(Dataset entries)
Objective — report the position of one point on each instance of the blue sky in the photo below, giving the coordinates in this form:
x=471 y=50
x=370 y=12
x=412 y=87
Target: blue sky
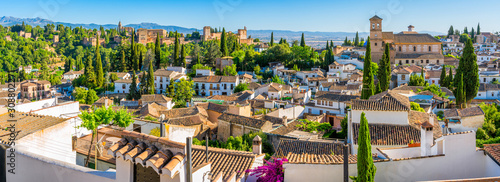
x=312 y=15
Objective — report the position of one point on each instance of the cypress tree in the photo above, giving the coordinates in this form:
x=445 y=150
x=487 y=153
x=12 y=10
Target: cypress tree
x=460 y=92
x=467 y=67
x=478 y=29
x=356 y=40
x=368 y=86
x=272 y=39
x=133 y=93
x=302 y=41
x=183 y=56
x=366 y=168
x=123 y=66
x=143 y=86
x=451 y=31
x=472 y=34
x=89 y=72
x=442 y=78
x=151 y=82
x=176 y=50
x=158 y=51
x=384 y=70
x=98 y=67
x=140 y=61
x=449 y=80
x=223 y=44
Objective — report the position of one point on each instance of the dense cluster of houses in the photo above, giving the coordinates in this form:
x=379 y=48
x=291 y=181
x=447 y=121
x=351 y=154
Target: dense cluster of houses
x=407 y=145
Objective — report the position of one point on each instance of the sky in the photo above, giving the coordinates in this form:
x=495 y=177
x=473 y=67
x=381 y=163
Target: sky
x=295 y=15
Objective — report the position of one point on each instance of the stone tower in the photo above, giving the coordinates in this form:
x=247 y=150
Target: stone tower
x=376 y=34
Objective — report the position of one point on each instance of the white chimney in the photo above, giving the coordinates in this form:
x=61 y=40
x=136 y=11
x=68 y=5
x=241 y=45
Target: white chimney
x=257 y=145
x=410 y=28
x=426 y=136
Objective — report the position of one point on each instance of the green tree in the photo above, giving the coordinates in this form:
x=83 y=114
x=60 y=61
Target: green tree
x=365 y=166
x=478 y=29
x=416 y=107
x=449 y=80
x=461 y=93
x=151 y=82
x=241 y=87
x=368 y=85
x=98 y=67
x=468 y=68
x=277 y=79
x=384 y=70
x=451 y=30
x=182 y=59
x=442 y=79
x=133 y=93
x=177 y=50
x=123 y=66
x=223 y=44
x=102 y=116
x=91 y=97
x=68 y=64
x=158 y=50
x=272 y=39
x=229 y=70
x=90 y=79
x=80 y=95
x=302 y=41
x=356 y=40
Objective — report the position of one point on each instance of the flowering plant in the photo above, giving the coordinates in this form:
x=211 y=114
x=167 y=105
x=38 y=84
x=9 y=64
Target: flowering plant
x=271 y=171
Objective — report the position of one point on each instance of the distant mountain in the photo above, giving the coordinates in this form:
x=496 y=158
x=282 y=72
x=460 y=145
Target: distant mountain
x=315 y=39
x=9 y=21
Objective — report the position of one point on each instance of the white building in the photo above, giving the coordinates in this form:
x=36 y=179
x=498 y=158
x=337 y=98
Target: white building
x=467 y=119
x=215 y=85
x=330 y=103
x=70 y=75
x=163 y=77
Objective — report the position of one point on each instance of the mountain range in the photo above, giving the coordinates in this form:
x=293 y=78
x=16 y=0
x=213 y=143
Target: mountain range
x=315 y=39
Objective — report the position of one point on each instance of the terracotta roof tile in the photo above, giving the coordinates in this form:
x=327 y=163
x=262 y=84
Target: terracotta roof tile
x=385 y=101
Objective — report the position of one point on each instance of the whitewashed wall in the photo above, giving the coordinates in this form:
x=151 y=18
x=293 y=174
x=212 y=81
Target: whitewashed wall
x=384 y=117
x=461 y=161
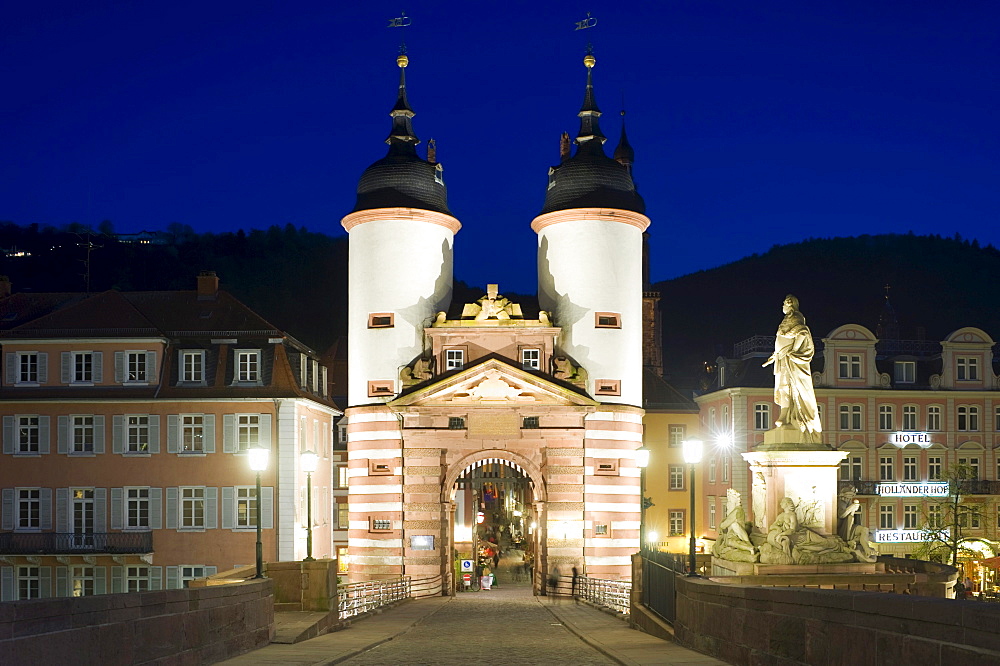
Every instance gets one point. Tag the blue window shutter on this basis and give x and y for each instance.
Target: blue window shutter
(117, 580)
(7, 584)
(228, 508)
(267, 508)
(156, 508)
(117, 508)
(171, 508)
(155, 578)
(7, 509)
(209, 440)
(118, 433)
(62, 438)
(265, 430)
(45, 501)
(211, 508)
(99, 434)
(100, 509)
(8, 434)
(98, 367)
(45, 582)
(173, 433)
(154, 433)
(44, 435)
(62, 510)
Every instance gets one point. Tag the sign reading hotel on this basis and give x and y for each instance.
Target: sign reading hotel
(904, 536)
(935, 489)
(901, 439)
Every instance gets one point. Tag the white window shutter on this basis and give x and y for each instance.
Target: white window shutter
(117, 580)
(62, 510)
(171, 508)
(155, 508)
(7, 509)
(45, 505)
(211, 508)
(44, 435)
(228, 508)
(66, 367)
(173, 433)
(7, 584)
(267, 508)
(209, 439)
(154, 433)
(98, 433)
(117, 508)
(265, 430)
(119, 367)
(11, 361)
(8, 434)
(98, 367)
(228, 432)
(118, 433)
(100, 509)
(62, 438)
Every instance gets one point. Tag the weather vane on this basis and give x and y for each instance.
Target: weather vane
(588, 22)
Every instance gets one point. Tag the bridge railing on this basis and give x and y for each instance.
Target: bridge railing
(613, 594)
(359, 598)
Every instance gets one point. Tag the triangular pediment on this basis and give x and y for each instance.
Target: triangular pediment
(494, 383)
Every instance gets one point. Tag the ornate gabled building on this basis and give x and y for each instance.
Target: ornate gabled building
(532, 420)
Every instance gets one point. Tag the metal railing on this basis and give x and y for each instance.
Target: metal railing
(358, 598)
(58, 543)
(613, 594)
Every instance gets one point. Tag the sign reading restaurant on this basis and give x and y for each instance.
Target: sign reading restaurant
(926, 489)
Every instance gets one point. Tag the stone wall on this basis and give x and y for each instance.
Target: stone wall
(760, 625)
(189, 626)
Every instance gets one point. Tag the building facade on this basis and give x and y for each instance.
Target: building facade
(126, 423)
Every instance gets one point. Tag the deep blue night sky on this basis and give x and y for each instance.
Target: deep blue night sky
(754, 124)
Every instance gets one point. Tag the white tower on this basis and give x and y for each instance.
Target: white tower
(400, 259)
(590, 260)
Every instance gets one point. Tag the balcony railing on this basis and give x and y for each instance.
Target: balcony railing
(91, 543)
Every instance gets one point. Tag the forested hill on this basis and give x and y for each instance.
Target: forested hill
(936, 284)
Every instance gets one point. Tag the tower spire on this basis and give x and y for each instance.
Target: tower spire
(590, 136)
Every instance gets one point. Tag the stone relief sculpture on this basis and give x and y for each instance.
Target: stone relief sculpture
(734, 540)
(793, 388)
(421, 370)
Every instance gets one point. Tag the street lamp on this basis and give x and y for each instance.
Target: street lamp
(692, 456)
(309, 462)
(641, 461)
(258, 463)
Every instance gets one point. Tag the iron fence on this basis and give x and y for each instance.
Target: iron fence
(359, 598)
(613, 594)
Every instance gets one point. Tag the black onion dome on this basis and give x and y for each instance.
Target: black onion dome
(591, 179)
(402, 179)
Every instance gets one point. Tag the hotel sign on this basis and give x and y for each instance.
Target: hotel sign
(903, 536)
(901, 439)
(935, 489)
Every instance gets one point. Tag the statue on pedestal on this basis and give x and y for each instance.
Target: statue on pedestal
(793, 388)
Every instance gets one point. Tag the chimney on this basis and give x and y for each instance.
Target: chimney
(208, 286)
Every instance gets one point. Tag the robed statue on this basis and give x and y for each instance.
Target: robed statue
(793, 389)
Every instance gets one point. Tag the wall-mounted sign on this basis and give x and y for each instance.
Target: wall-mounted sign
(904, 536)
(929, 489)
(901, 439)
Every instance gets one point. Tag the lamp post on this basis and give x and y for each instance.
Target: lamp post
(258, 463)
(641, 461)
(692, 456)
(309, 462)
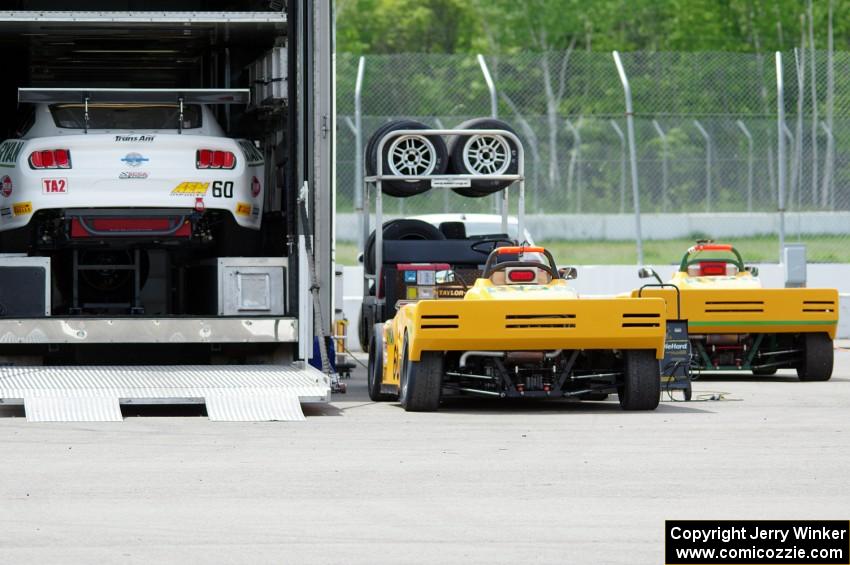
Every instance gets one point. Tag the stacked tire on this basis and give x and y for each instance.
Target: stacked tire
(421, 155)
(483, 155)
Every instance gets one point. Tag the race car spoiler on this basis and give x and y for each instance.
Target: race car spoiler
(134, 95)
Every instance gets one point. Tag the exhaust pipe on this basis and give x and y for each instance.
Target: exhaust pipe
(512, 356)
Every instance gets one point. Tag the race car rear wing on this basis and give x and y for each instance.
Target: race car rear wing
(134, 95)
(87, 96)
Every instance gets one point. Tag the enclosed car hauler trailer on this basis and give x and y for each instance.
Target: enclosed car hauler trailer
(103, 305)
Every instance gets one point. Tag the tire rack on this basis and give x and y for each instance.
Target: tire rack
(376, 180)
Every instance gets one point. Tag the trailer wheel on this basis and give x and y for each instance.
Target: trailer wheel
(641, 387)
(817, 357)
(406, 155)
(421, 382)
(376, 365)
(483, 155)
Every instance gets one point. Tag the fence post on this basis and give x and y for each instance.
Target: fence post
(439, 123)
(664, 181)
(622, 165)
(630, 128)
(708, 154)
(828, 187)
(575, 162)
(780, 151)
(749, 137)
(358, 153)
(789, 184)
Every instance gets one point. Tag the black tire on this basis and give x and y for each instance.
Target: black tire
(433, 148)
(400, 230)
(374, 374)
(457, 164)
(818, 357)
(641, 387)
(364, 323)
(421, 382)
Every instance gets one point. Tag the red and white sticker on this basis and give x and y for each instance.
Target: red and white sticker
(54, 186)
(6, 186)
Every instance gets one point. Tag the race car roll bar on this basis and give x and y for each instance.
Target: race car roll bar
(443, 181)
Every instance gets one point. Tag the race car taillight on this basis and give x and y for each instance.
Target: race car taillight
(213, 159)
(50, 159)
(522, 275)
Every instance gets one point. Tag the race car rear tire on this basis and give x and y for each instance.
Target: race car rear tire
(421, 382)
(641, 386)
(400, 230)
(375, 371)
(463, 162)
(429, 156)
(817, 357)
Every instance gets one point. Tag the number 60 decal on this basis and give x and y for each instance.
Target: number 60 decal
(222, 188)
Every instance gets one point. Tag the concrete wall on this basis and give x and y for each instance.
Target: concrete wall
(614, 279)
(657, 226)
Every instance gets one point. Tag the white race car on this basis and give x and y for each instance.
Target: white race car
(144, 163)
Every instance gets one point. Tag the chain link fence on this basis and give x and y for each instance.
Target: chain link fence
(706, 138)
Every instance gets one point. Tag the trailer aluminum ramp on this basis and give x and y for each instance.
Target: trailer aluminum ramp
(232, 393)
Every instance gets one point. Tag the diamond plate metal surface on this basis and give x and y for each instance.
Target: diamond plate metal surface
(232, 393)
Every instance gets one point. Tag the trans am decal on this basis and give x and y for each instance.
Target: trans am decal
(22, 208)
(191, 189)
(54, 186)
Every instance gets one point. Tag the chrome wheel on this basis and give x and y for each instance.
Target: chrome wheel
(412, 155)
(487, 155)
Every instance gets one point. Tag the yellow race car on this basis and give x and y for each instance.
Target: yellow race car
(519, 331)
(736, 324)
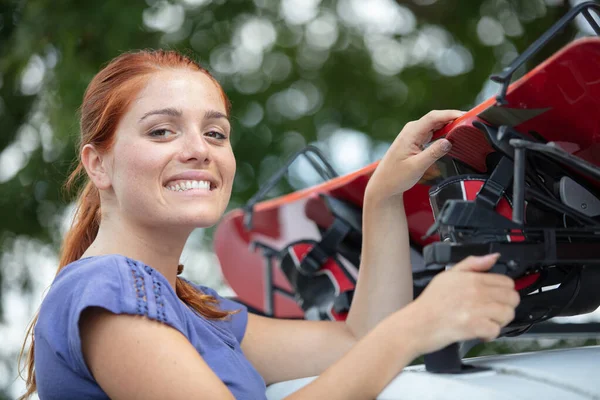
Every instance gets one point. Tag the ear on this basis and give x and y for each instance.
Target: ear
(95, 164)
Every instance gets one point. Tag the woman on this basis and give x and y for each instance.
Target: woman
(118, 322)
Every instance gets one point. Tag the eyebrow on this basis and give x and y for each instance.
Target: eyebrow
(163, 111)
(173, 112)
(212, 114)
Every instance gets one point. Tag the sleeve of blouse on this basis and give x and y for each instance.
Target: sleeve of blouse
(237, 322)
(121, 286)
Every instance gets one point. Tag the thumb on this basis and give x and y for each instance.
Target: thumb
(477, 263)
(432, 153)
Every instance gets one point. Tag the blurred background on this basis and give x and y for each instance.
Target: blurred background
(345, 75)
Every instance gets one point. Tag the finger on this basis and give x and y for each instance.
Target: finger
(501, 314)
(432, 121)
(477, 263)
(432, 153)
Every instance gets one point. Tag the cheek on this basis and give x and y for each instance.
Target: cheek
(134, 167)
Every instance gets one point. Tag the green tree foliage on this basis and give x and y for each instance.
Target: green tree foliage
(295, 71)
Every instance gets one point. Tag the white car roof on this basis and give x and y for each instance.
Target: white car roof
(572, 374)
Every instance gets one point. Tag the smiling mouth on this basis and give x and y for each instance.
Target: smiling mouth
(185, 185)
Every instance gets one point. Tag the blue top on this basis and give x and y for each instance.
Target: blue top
(125, 286)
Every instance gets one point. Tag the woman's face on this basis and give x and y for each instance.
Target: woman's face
(172, 164)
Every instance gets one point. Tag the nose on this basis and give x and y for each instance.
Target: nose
(194, 148)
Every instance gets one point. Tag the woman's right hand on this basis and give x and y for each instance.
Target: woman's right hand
(464, 303)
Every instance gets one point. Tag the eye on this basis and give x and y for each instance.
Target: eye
(161, 133)
(216, 135)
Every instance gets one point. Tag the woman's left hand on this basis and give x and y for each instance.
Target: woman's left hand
(406, 161)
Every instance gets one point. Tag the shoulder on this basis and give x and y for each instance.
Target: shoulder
(113, 283)
(235, 323)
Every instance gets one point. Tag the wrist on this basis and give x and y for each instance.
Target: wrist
(405, 330)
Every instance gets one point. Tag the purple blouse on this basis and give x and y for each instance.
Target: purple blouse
(125, 286)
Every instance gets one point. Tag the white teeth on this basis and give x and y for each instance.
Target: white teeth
(188, 185)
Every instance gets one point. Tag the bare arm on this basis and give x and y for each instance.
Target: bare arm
(385, 276)
(135, 358)
(132, 357)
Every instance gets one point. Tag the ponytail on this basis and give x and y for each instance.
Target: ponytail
(80, 236)
(105, 101)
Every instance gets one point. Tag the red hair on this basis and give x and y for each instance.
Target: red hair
(106, 100)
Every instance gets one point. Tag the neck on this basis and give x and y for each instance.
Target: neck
(157, 247)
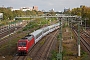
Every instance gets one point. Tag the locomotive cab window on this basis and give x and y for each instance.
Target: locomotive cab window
(22, 44)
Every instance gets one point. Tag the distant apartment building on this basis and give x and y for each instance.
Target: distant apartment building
(35, 8)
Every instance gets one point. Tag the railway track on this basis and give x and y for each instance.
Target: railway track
(43, 51)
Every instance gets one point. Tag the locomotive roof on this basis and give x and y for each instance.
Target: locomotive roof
(36, 32)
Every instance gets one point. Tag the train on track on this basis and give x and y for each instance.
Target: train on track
(27, 42)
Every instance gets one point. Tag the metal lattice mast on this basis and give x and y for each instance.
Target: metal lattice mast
(59, 55)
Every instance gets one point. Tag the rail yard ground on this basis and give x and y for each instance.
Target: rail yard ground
(70, 51)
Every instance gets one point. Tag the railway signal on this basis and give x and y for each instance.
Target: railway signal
(59, 55)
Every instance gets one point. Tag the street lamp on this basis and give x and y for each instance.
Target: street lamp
(59, 55)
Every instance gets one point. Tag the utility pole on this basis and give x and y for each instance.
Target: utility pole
(59, 55)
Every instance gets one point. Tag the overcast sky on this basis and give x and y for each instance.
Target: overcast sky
(46, 5)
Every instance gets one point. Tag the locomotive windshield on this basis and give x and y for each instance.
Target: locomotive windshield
(22, 44)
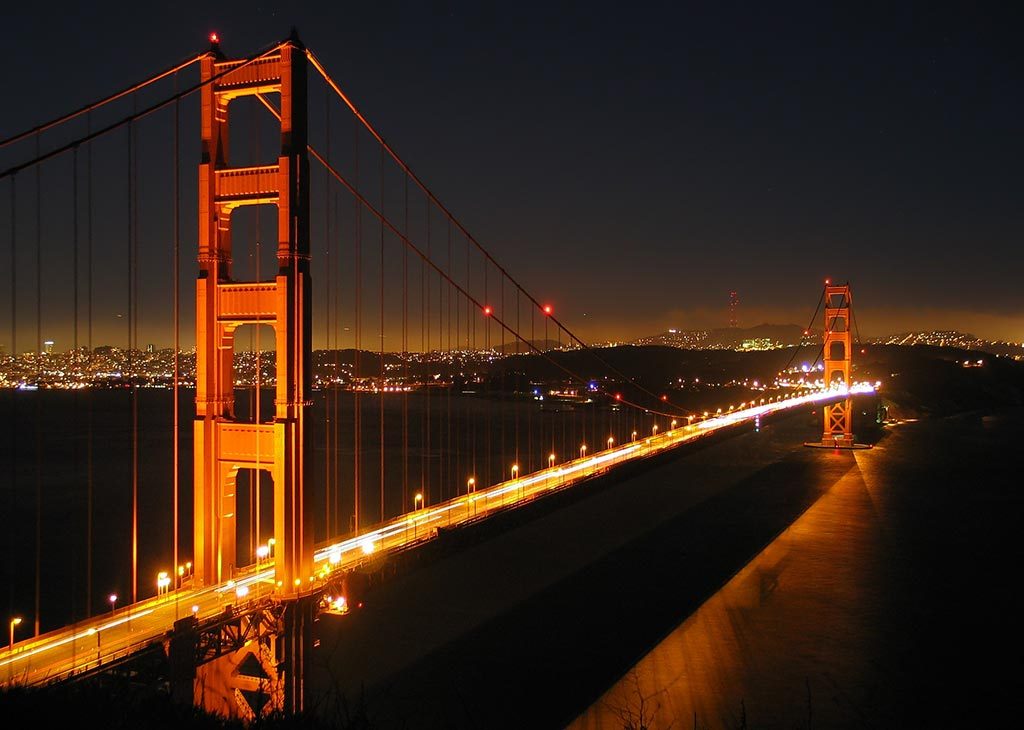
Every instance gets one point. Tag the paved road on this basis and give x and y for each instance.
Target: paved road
(104, 638)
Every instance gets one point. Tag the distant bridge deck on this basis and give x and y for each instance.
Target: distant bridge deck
(90, 644)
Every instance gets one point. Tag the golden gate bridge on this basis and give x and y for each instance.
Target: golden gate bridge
(271, 144)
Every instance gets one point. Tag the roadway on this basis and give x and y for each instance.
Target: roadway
(102, 639)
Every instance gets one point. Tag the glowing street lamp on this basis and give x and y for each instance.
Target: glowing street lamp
(13, 623)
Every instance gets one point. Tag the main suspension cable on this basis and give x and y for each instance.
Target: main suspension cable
(102, 102)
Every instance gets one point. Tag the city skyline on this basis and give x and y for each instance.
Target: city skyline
(666, 170)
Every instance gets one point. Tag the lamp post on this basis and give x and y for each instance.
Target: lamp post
(163, 583)
(96, 632)
(10, 651)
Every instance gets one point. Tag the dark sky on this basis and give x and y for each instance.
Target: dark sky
(635, 163)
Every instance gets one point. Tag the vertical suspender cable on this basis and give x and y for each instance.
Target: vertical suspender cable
(75, 357)
(12, 394)
(336, 390)
(381, 339)
(88, 439)
(404, 357)
(327, 329)
(175, 314)
(426, 354)
(39, 363)
(357, 405)
(131, 363)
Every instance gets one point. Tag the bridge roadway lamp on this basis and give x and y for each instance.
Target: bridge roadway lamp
(10, 651)
(417, 504)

- Task item
Go through the data above and print exactly the lines from its first line through the line holding "of the cypress", both included, leaving pictures aside.

- Response to the exercise
Objective — report the position of one point on each instance of the blue sky in the photo below, giving the coordinates in this form:
x=471 y=50
x=370 y=12
x=412 y=87
Target: blue sky
x=312 y=15
Objective — report the position of one point on each instance of the cypress tree in the photo above, giving the coordinates in this form:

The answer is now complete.